### YOUR INSTRUCTIONS
How many lines of the listing below contain the word "metal"? Reply with the number alone.

[Dataset listing]
▬▬▬▬▬▬▬▬▬▬

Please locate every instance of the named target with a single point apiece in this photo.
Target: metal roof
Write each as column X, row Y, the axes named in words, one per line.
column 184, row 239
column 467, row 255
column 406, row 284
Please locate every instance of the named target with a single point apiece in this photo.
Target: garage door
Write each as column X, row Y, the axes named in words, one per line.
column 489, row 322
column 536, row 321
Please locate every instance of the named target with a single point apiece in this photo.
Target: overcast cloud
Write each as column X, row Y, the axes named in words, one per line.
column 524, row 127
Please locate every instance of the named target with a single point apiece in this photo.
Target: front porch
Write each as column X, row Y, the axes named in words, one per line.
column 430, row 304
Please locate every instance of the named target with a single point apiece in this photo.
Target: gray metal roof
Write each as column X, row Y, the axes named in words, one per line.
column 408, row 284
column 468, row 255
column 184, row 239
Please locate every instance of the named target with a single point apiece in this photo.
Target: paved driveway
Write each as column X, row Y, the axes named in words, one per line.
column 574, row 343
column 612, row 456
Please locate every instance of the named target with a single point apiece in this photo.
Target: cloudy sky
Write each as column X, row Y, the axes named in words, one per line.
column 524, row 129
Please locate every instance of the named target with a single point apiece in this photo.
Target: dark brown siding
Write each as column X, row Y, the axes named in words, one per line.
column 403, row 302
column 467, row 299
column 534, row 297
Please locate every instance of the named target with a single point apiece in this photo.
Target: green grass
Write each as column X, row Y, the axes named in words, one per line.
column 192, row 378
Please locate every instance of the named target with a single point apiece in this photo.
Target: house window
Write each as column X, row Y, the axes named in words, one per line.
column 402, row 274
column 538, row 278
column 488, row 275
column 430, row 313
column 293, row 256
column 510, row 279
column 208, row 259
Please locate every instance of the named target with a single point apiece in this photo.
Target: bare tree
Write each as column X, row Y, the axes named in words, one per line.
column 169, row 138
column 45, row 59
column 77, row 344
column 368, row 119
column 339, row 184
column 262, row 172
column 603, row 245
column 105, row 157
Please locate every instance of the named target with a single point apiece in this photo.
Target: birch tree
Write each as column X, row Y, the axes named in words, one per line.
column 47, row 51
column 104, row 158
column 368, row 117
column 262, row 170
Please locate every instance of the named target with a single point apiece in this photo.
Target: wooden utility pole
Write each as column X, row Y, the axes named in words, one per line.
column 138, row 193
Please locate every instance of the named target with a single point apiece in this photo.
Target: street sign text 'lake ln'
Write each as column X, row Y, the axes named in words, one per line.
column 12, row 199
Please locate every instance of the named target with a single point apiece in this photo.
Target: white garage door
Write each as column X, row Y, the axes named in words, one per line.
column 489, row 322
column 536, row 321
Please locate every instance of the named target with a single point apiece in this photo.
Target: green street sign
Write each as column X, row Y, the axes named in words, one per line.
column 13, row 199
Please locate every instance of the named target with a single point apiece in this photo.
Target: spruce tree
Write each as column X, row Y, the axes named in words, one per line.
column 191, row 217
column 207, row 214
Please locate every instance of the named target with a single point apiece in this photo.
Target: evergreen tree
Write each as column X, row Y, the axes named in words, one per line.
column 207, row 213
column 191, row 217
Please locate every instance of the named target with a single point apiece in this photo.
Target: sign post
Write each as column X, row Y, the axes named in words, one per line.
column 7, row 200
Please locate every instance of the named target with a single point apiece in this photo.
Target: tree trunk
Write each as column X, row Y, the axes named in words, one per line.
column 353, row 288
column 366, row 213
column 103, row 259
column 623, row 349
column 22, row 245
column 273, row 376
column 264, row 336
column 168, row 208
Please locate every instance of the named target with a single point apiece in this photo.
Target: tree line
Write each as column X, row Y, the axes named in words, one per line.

▬▬▬▬▬▬▬▬▬▬

### OUTPUT FOR THIS EXERCISE
2